■ **PROBLEM TO WORK ON**:
Please list every group that the article on the Christian Values Network names as drawing funds from that service.

■ **TEXT SECTION**:
______________________________

No anti-gay apps here... |
It seemed like a good cause: Participating companies like Microsoft and Apple could give consumers a chance to support religious charities when they purchased goods and services by participating in the Christian Values Network, a link referral service.
Other corporations also participated: Macy’s, Netflix, REI, even cable channel BBC America.
But when it came out that virulently anti-gay groups like Focus on the Family, Liberty Counsel, Abiding Truth Ministries, and others were exploiting the service to rake in funding, big-name corporations started dropping out of the service -- fast.
In part, the exodus was fueled by the fact that the groups mentioned above, plus others drawing funds from the service, such as the Family Research Council and Summit Ministries, have reportedly been identified as "hate groups" by watchdog group the Southern Poverty Law Center, reported Advocate.com on July 15.
An online petition started through Change.org by Stuart Wilber convinced Microsoft to pull its support of CVN, stopping its contribution to the revenue streams that were flowing into the coffers of groups that had engaged in "blatant and repeated homophobic lies about lesbian, gay, bisexual, and transgender (LGBT) people."
Ben Crowther -- who, like Wilber, lives in Seattle -- started a petition of his own through the site, encouraging Apple to drop its support of CVN. A July 27 press release from Change.org reported that Apple followed suit, pulling its iTunes store out of CVN and following the example set by numerous other companies, including Wells Fargo, Macy’s, and BBC America.
"The previous petition to get Microsoft to drop its association with CVN directly inspired me to petition Apple," Crowther told EDGE. "My good friend and fellow activist Stuart Wilber was behind the Microsoft petition. When I read his petition and saw Apple was part of the CVN, especially after Microsoft dropped out, I knew that another petition needed to be started. So with the inspiration from Stuart and the help from my friend Joe Mirabella at Change.org, the petition was born."
Change.org reported on the earlier dissolution of corporate support for CVN in a July 18 article.
"Macy’s serves a diverse society," a spokesperson for the retail outlet told the online petition site. "As such, we are deeply committed to a philosophy of inclusion in the way we operate our business and support our communities. We welcome all customers into our stores."
Wells Fargo told Change.org they had pulled out of CVN because "it was not compliant with Wells Fargo’s brand and marketing [standards]."
"BBC America Shop was not aware of CVN.org’s current donation policies," VP of Publicity April Mulcair old a British GLBT news outlet. "We have ended our relationship with this affiliate effective immediately."
"The Focus on the Family website contains anti-gay and anti-transgender content. They describe being gay as ’a particularly evil lie of Satan,’ " reported Change.org. "They also attack transgender people."
While Wilber’s petition picked up 500 signatures in a single day, Crowther’s petition seeking Apple’s exit from the arrangement with CVN commanded 13,000 signatures in one day, noted Change.org.
"I wonder if Apple is even aware they are being used to raise money for these homophobic groups," Crowther, a student at Western Washington University, said at the time. "It is so out of character for Apple to be associated with groups like Focus on the Family and the Family Research Council. I hope Apple acts quickly to remove their store from the Christian Values Network."

______________________________

(Raw records)
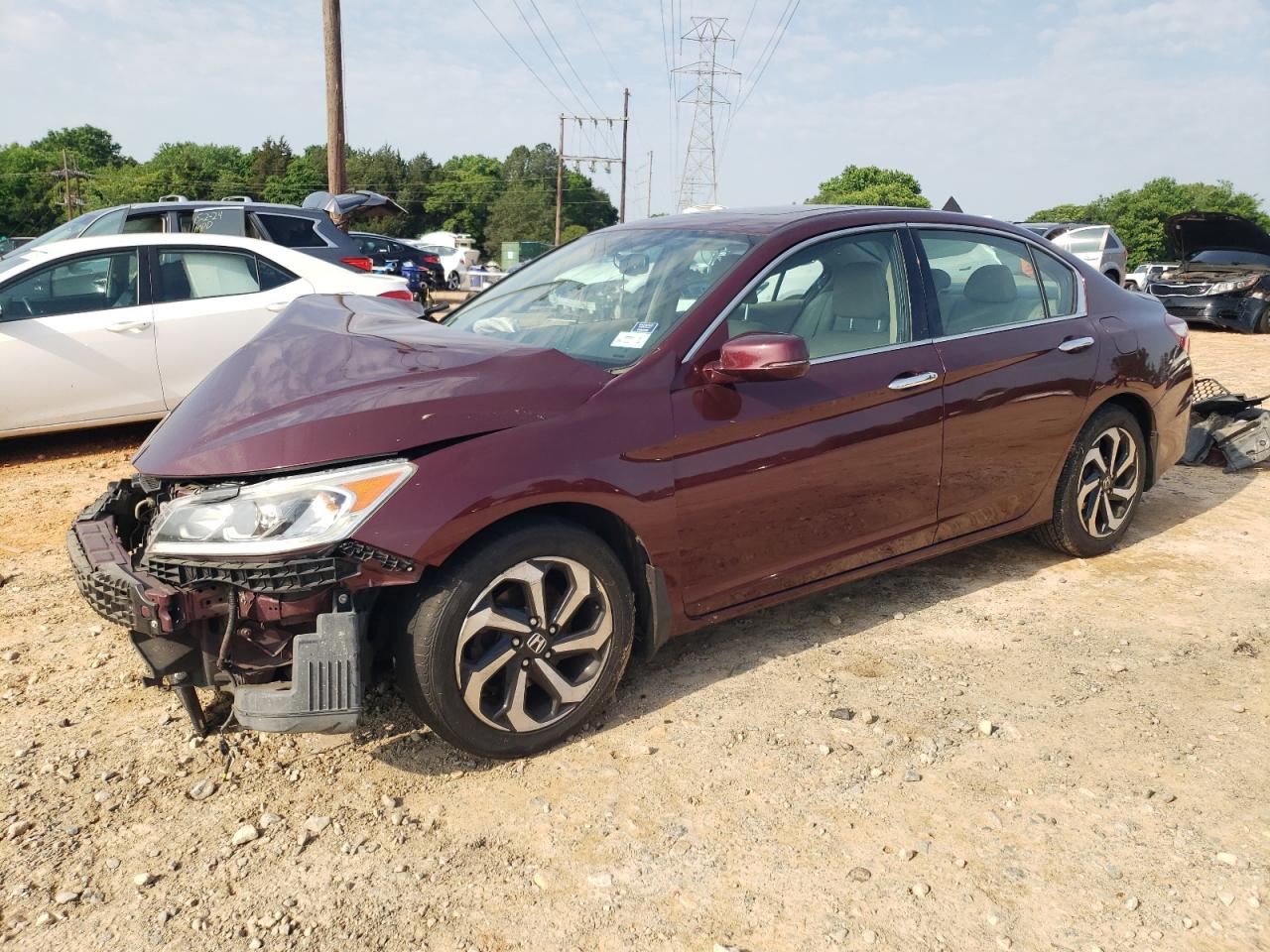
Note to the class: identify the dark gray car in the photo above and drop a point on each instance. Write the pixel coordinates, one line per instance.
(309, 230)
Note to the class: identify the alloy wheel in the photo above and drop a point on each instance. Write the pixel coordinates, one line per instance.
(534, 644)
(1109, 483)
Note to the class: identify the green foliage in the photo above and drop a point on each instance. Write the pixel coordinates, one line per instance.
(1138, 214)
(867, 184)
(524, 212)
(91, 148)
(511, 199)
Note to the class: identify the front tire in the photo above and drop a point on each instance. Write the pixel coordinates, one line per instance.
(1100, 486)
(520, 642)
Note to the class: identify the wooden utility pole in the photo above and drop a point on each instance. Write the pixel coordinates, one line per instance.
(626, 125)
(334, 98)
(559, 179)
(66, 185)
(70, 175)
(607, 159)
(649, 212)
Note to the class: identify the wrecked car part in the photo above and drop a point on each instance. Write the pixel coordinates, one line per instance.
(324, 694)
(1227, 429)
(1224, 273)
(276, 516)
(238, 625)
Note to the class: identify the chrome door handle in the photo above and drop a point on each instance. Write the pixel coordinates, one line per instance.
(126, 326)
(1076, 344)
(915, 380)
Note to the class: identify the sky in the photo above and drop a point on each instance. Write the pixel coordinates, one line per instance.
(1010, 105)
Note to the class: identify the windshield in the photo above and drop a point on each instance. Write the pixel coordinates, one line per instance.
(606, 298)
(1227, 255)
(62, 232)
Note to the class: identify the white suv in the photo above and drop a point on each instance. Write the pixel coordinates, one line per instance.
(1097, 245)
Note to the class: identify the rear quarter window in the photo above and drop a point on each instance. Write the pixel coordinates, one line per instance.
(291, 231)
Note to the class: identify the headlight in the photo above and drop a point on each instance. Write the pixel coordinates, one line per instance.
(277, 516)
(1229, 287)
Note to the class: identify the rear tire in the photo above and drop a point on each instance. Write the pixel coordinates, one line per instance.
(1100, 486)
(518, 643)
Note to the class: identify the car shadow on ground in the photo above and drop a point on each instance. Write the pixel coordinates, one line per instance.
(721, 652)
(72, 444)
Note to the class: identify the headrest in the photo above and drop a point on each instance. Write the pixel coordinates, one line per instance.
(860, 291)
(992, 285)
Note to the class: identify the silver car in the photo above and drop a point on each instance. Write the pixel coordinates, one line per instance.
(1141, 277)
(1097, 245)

______________________________

■ **SOLUTION FOR THIS EXERCISE**:
Focus on the Family, Liberty Counsel, Abiding Truth Ministries, the Family Research Council, Summit Ministries